*** Document extract

Title: Child Abuse Behavior Detection on Smartphones
This project aims to develop and improve methods for the early detection of potential child abuse behaviours through the analysis of smartphone communications, usually very short messages. To demonstrate the alarming system in action and the chat message evaluation process, please watch the demo video: https://www.youtube.com/watch?v=2zDAT3vREFY.
This codebase integrates adaptations from "Early Detection of Sexual Predators in Chats" by Matthias Vogt, which is available under the MIT License (see LICENSE.txt). Data used in this project was collected by Mathias Gatti in 2020 and is also licensed under the MIT License (see "LICENSE (data).txt"). Significant enhancements were made through brainstorming and collaboration with the BF-PSR-Framework project on GitHub, which employs a rule-based approach.
- train_flair: Hosts all model training code, focusing on corpus handling and classifier initialization.

******
*** Listing

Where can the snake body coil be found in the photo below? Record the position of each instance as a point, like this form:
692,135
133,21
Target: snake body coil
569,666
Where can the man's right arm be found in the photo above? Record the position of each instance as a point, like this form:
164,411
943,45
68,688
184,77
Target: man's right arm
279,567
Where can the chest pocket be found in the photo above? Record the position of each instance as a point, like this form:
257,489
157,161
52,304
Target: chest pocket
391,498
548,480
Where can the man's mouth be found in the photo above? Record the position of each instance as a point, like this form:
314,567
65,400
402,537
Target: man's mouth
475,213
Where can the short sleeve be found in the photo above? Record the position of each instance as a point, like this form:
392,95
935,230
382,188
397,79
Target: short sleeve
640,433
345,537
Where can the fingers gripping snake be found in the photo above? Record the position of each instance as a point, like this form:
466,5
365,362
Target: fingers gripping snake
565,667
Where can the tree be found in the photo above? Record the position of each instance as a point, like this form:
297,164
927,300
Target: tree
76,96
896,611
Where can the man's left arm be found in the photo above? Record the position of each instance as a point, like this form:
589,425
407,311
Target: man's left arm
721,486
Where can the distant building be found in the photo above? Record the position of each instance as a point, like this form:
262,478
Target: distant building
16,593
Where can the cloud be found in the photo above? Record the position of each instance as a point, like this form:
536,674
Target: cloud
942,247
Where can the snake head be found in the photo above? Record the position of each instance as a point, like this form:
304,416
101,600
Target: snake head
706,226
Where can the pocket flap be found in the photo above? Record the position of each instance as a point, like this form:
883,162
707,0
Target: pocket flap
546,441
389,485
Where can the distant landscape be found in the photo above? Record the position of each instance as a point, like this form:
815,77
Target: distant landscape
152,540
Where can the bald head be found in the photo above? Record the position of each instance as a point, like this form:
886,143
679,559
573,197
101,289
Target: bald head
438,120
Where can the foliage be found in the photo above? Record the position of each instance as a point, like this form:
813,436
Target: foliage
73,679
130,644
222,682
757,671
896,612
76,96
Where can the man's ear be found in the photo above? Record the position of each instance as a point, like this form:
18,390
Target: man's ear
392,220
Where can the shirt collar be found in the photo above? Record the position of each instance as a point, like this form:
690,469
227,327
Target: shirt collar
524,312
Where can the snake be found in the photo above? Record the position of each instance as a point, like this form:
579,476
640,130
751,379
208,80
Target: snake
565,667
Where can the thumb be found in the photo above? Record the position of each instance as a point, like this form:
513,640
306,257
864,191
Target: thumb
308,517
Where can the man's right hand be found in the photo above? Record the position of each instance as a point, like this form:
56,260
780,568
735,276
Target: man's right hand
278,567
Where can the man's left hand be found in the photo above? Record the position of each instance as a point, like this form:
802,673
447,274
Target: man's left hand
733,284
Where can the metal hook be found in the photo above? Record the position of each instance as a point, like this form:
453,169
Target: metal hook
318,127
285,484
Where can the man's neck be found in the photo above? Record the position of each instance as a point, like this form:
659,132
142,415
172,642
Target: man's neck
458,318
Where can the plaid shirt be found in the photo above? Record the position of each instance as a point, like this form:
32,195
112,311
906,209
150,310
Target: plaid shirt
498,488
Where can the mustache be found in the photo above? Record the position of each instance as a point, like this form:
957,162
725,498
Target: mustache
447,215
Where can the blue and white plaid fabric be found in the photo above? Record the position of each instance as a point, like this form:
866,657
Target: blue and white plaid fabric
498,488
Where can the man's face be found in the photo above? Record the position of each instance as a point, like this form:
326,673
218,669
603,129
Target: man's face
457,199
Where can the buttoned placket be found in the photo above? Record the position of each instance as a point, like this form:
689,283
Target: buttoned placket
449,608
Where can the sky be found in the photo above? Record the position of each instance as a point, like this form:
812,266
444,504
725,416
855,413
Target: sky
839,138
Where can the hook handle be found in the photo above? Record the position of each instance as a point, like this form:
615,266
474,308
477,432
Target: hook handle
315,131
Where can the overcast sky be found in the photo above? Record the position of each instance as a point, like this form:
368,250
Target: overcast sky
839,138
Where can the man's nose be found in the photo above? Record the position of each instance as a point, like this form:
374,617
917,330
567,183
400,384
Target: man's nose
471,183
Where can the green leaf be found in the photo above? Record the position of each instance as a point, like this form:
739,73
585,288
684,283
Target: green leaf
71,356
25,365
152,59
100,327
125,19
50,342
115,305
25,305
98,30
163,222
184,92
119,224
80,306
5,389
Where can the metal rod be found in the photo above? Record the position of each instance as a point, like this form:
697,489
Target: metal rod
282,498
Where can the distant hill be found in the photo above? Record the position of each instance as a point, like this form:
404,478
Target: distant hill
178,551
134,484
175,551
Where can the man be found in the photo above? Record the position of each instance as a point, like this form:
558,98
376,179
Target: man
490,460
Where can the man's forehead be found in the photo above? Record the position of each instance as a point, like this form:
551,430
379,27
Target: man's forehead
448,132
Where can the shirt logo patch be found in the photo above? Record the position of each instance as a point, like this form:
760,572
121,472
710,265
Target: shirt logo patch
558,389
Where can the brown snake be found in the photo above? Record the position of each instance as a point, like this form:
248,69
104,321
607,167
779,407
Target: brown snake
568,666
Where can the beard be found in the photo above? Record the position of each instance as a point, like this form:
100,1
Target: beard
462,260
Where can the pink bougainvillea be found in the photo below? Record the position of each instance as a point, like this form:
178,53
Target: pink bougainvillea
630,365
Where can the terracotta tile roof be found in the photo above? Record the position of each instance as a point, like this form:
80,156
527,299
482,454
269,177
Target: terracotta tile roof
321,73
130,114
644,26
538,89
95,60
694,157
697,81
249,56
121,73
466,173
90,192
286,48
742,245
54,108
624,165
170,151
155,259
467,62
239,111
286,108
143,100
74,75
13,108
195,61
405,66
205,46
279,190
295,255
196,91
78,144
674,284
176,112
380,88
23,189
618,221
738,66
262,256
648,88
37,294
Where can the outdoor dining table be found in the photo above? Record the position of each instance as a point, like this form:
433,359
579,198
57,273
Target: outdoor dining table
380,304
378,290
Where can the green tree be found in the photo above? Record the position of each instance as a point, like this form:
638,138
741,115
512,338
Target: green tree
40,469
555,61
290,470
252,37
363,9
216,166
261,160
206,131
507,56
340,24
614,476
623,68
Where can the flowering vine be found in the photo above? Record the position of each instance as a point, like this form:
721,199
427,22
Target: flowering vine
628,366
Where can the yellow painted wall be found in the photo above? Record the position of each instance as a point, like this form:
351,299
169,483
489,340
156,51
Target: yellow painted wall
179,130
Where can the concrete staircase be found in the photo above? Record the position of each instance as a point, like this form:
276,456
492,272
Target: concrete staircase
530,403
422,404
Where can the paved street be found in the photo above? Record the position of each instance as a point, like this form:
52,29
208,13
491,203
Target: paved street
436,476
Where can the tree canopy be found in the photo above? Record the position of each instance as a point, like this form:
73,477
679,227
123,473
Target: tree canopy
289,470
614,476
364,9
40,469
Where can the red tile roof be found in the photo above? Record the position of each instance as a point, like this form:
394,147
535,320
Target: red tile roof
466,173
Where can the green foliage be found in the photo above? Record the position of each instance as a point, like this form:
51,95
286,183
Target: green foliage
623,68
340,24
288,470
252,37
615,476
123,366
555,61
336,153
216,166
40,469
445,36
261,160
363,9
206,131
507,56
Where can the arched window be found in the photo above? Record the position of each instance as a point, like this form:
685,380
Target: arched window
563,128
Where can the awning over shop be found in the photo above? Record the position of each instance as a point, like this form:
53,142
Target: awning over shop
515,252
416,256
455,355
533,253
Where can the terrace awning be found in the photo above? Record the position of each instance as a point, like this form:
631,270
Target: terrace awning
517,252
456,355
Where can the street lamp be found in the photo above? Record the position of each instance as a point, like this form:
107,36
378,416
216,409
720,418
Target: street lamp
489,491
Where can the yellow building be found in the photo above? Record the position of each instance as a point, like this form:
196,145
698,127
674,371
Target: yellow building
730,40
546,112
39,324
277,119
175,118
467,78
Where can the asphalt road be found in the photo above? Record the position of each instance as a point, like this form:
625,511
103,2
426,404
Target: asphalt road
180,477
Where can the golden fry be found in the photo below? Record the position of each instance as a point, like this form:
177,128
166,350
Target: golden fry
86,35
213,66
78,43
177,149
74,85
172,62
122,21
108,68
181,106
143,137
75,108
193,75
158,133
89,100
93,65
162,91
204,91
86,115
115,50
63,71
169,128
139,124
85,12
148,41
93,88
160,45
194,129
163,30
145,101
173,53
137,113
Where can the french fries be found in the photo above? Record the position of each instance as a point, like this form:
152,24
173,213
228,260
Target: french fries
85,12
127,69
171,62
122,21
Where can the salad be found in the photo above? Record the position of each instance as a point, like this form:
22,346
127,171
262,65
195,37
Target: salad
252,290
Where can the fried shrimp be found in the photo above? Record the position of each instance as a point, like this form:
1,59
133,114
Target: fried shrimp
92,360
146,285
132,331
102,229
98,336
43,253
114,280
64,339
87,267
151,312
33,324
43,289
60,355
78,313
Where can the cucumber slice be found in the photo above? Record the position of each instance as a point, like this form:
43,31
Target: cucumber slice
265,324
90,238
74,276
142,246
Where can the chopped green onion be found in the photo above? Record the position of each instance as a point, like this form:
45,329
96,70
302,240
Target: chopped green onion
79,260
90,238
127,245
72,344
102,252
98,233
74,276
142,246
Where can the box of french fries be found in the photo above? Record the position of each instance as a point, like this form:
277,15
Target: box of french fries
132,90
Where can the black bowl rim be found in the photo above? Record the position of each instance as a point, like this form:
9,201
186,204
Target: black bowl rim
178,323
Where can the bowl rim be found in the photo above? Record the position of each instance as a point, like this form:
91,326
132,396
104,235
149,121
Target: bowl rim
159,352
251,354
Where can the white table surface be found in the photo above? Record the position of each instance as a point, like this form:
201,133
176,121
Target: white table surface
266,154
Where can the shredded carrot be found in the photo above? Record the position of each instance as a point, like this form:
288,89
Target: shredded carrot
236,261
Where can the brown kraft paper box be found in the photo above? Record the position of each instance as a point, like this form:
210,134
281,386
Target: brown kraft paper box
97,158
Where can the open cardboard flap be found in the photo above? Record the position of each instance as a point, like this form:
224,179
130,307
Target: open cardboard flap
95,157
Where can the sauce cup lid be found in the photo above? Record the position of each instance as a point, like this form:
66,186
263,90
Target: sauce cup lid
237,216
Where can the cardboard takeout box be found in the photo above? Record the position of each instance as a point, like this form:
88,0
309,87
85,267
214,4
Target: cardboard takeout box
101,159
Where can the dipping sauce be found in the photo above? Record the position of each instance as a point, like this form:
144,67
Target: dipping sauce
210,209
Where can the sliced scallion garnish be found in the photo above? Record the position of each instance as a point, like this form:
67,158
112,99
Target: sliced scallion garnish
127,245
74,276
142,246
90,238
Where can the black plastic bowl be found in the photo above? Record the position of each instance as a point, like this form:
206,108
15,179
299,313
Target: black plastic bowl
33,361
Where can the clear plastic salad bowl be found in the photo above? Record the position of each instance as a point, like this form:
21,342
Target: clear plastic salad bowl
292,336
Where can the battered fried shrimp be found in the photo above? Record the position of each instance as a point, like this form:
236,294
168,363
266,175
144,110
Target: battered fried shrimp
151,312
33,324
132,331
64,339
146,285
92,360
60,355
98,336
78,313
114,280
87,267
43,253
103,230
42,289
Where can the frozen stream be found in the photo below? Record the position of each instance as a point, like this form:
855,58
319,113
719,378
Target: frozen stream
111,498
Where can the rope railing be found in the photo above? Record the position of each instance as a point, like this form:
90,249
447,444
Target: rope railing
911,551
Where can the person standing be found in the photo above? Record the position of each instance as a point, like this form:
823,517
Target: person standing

******

## Requirements
[1] According to the child abuse detection project description, who collected the data used in the project, and in what year?
[2] Rewrite the entries from the line containing "Where can the clear" through the end of the entries, replacing "frozen stream" with "icy creek" and leaving everything else unchanged.

## The responses
[1] Mathias Gatti collected the data in 2020.

[2]
Where can the clear plastic salad bowl be found in the photo above? Record the position of each instance as a point, like this form:
21,342
Target: clear plastic salad bowl
292,336
Where can the battered fried shrimp be found in the photo above? Record the position of each instance as a point, like this form:
236,294
168,363
266,175
144,110
Target: battered fried shrimp
151,312
33,324
132,331
64,339
146,285
92,360
60,355
98,336
78,313
114,280
87,267
43,253
103,230
42,289
Where can the icy creek be found in the photo below? Record the position of each instance as a point, like this form:
855,58
319,113
719,378
Target: icy creek
111,498
Where can the rope railing be found in the photo above? Record the position of each instance as a point, like this form:
90,249
447,444
Target: rope railing
911,551
Where can the person standing be found in the photo above? Record the position of each instance as a point, like this form:
823,517
Target: person standing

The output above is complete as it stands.